Any concern that Kiefer’s busy schedule might slow her down disappeared on Sunday when she captured Division I Women’s Foil gold — one of seven titles awarded on the third day of the October 2025 North American Cup in Salt Lake City.
In the final, Kiefer trailed her new Team USA teammate Carolina Stutchbury (Epic Fencing Club & Columbia University) 12–14 before rallying for three straight touches to win.
“First thing, props to Carolina. We fenced at World Championships, and she made so many really smart adjustments. She came at me, and that was great,” Kiefer says. “I had a few ideas from my coach and Gerek [Meinhardt OLY], and this time I just wanted to execute those and win or lose. I wanted to have that form of discipline for the end of the bout, and it just worked out.”
Looking ahead, Kiefer is focused on steady progress toward the 2026 World Championships — and, eventually, the next Olympic cycle.
“Yeah, we're still a little bit away from the next Olympics,” she says. “I want to keep feeling my fencing, keep enjoying it, getting inspired with new ideas.”
In Cadet Men’s Epee, Boden Lai (Marx Fencing Academy & Cavalier Fencing Club) relied on focus and composure to earn gold in a nail-biting final that went to priority at 12–12.
“I just thought, ‘this is my final touch of the day, and I have to actually focus as much as I possibly can,’” he says. “Everything was really stressful, honestly, just from the beginning to end. I tried to take it one point at a time.”
Meanwhile, Garrett Schoonover PLY (Valkyrie Fencing Club) completed a remarkable weekend sweep, earning his third gold in as many days by winning Parafencing Men’s Saber. After topping the podium in epee on Friday and foil on Saturday, Schoonover showed his mastery of all three weapons — and his dedication to the details that make saber so unique.

> WHAT YOU SHOULD DO:
Print the fencing report word for word, from start to finish. These records have no connection to the fencing report above.

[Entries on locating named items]
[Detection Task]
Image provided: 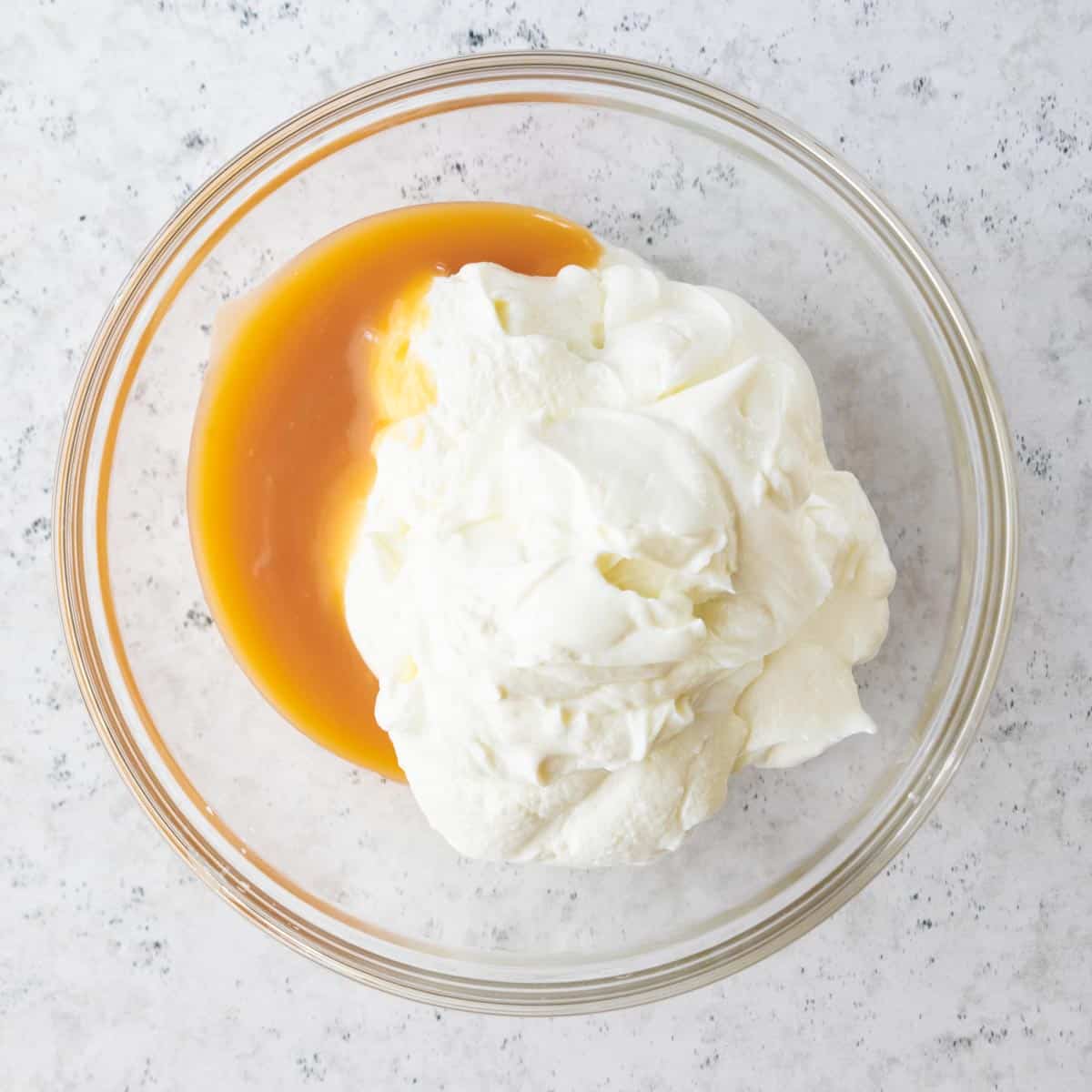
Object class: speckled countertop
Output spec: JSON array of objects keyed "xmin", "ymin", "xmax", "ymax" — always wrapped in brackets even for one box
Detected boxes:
[{"xmin": 0, "ymin": 0, "xmax": 1092, "ymax": 1092}]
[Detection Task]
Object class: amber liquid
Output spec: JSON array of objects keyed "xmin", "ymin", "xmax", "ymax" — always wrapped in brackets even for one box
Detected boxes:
[{"xmin": 189, "ymin": 203, "xmax": 600, "ymax": 777}]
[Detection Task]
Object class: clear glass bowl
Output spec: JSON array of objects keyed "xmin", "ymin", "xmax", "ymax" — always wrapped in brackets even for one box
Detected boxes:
[{"xmin": 56, "ymin": 54, "xmax": 1016, "ymax": 1014}]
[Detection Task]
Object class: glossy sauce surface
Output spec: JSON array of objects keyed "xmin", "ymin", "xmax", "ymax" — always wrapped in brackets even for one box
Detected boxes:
[{"xmin": 189, "ymin": 203, "xmax": 601, "ymax": 777}]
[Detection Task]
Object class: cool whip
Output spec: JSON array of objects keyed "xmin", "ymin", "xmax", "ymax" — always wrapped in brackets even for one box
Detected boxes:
[{"xmin": 345, "ymin": 249, "xmax": 895, "ymax": 866}]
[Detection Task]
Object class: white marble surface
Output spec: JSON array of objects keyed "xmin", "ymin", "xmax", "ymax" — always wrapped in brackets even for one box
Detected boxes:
[{"xmin": 0, "ymin": 0, "xmax": 1092, "ymax": 1092}]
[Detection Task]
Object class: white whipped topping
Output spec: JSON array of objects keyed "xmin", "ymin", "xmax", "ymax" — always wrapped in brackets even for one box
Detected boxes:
[{"xmin": 345, "ymin": 249, "xmax": 895, "ymax": 866}]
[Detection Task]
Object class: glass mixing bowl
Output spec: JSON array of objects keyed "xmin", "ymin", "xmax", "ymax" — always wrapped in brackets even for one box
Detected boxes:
[{"xmin": 56, "ymin": 53, "xmax": 1016, "ymax": 1014}]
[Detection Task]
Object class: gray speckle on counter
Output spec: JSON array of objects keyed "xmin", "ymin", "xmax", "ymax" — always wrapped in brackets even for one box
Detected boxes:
[{"xmin": 0, "ymin": 0, "xmax": 1092, "ymax": 1092}]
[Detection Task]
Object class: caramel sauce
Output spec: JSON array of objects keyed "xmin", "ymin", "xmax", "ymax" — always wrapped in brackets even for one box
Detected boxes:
[{"xmin": 189, "ymin": 203, "xmax": 601, "ymax": 777}]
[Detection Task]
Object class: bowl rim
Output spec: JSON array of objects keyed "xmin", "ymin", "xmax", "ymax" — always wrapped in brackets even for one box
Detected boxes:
[{"xmin": 54, "ymin": 50, "xmax": 1017, "ymax": 1015}]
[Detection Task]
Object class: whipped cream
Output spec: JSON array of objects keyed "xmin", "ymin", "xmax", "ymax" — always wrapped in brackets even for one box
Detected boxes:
[{"xmin": 345, "ymin": 248, "xmax": 895, "ymax": 866}]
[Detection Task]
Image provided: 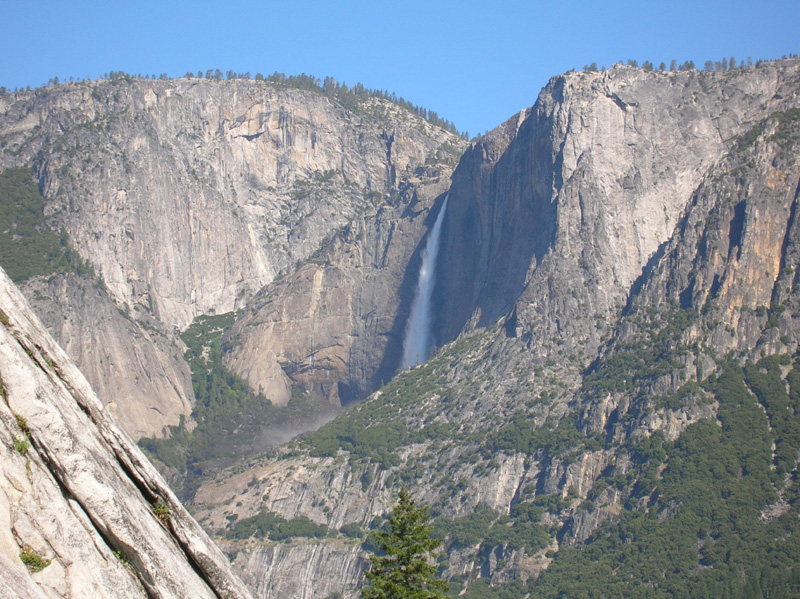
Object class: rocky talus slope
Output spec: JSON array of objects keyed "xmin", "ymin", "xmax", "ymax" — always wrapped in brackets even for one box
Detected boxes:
[
  {"xmin": 0, "ymin": 270, "xmax": 250, "ymax": 599},
  {"xmin": 0, "ymin": 77, "xmax": 466, "ymax": 437},
  {"xmin": 189, "ymin": 60, "xmax": 800, "ymax": 598}
]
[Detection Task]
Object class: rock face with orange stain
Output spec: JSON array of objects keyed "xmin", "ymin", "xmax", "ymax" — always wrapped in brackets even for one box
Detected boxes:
[
  {"xmin": 191, "ymin": 59, "xmax": 800, "ymax": 598},
  {"xmin": 0, "ymin": 78, "xmax": 467, "ymax": 437}
]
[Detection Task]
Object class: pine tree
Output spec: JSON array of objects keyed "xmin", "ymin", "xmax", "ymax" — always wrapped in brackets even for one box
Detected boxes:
[{"xmin": 361, "ymin": 488, "xmax": 448, "ymax": 599}]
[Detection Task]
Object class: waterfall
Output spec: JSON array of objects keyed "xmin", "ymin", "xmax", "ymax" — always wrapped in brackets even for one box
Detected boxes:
[{"xmin": 400, "ymin": 196, "xmax": 448, "ymax": 368}]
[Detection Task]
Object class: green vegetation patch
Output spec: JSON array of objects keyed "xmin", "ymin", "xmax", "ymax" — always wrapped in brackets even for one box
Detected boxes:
[
  {"xmin": 0, "ymin": 168, "xmax": 94, "ymax": 282},
  {"xmin": 225, "ymin": 510, "xmax": 328, "ymax": 541},
  {"xmin": 301, "ymin": 361, "xmax": 457, "ymax": 469},
  {"xmin": 139, "ymin": 312, "xmax": 331, "ymax": 489},
  {"xmin": 19, "ymin": 547, "xmax": 51, "ymax": 572},
  {"xmin": 529, "ymin": 357, "xmax": 800, "ymax": 599}
]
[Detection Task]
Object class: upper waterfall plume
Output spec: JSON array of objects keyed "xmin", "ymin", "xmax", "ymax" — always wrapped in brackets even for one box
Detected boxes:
[{"xmin": 400, "ymin": 196, "xmax": 448, "ymax": 368}]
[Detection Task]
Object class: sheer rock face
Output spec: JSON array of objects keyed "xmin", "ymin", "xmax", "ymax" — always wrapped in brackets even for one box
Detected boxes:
[
  {"xmin": 0, "ymin": 79, "xmax": 457, "ymax": 328},
  {"xmin": 227, "ymin": 167, "xmax": 450, "ymax": 405},
  {"xmin": 437, "ymin": 63, "xmax": 798, "ymax": 357},
  {"xmin": 22, "ymin": 275, "xmax": 194, "ymax": 439},
  {"xmin": 196, "ymin": 60, "xmax": 800, "ymax": 597},
  {"xmin": 0, "ymin": 270, "xmax": 249, "ymax": 599},
  {"xmin": 0, "ymin": 79, "xmax": 466, "ymax": 437}
]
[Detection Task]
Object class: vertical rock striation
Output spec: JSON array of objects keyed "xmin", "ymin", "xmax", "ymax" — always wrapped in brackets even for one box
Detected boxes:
[{"xmin": 0, "ymin": 271, "xmax": 249, "ymax": 599}]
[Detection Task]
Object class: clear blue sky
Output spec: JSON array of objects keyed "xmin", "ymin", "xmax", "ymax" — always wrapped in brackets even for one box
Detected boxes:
[{"xmin": 0, "ymin": 0, "xmax": 800, "ymax": 135}]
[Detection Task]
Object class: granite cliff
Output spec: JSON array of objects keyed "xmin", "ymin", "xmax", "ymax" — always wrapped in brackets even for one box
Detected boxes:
[
  {"xmin": 0, "ymin": 77, "xmax": 465, "ymax": 438},
  {"xmin": 0, "ymin": 59, "xmax": 800, "ymax": 599}
]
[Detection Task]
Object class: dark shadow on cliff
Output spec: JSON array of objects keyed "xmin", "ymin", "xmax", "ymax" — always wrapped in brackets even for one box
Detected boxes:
[
  {"xmin": 372, "ymin": 193, "xmax": 449, "ymax": 390},
  {"xmin": 433, "ymin": 114, "xmax": 562, "ymax": 345}
]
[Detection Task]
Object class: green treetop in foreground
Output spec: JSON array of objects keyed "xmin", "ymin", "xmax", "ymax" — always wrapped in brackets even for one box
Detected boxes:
[{"xmin": 361, "ymin": 488, "xmax": 447, "ymax": 599}]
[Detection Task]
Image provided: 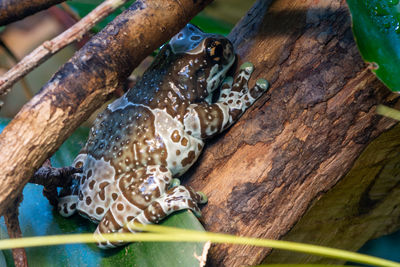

> ANSWER TO THE EXERCISE:
Any concern that Kiefer’s busy schedule might slow her down disappeared on Sunday when she captured Division I Women’s Foil gold — one of seven titles awarded on the third day of the October 2025 North American Cup in Salt Lake City.
In the final, Kiefer trailed her new Team USA teammate Carolina Stutchbury (Epic Fencing Club & Columbia University) 12–14 before rallying for three straight touches to win.
“First thing, props to Carolina. We fenced at World Championships, and she made so many really smart adjustments. She came at me, and that was great,” Kiefer says. “I had a few ideas from my coach and Gerek [Meinhardt OLY], and this time I just wanted to execute those and win or lose. I wanted to have that form of discipline for the end of the bout, and it just worked out.”
Looking ahead, Kiefer is focused on steady progress toward the 2026 World Championships — and, eventually, the next Olympic cycle.
“Yeah, we're still a little bit away from the next Olympics,” she says. “I want to keep feeling my fencing, keep enjoying it, getting inspired with new ideas.”
In Cadet Men’s Epee, Boden Lai (Marx Fencing Academy & Cavalier Fencing Club) relied on focus and composure to earn gold in a nail-biting final that went to priority at 12–12.
“I just thought, ‘this is my final touch of the day, and I have to actually focus as much as I possibly can,’” he says. “Everything was really stressful, honestly, just from the beginning to end. I tried to take it one point at a time.”
Meanwhile, Garrett Schoonover PLY (Valkyrie Fencing Club) completed a remarkable weekend sweep, earning his third gold in as many days by winning Parafencing Men’s Saber. After topping the podium in epee on Friday and foil on Saturday, Schoonover showed his mastery of all three weapons — and his dedication to the details that make saber so unique.